Go through the material underneath and show every line where the string "each" occurs.

(Beginning of Material provided)

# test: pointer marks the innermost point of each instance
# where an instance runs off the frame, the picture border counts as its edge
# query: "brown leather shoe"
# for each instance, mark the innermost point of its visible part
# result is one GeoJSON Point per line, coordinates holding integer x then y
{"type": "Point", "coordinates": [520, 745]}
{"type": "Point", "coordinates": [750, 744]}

(End of Material provided)

- **Task answer**:
# test: pointer marks the innermost point of each instance
# for each instance, mark the innermost point of its visible part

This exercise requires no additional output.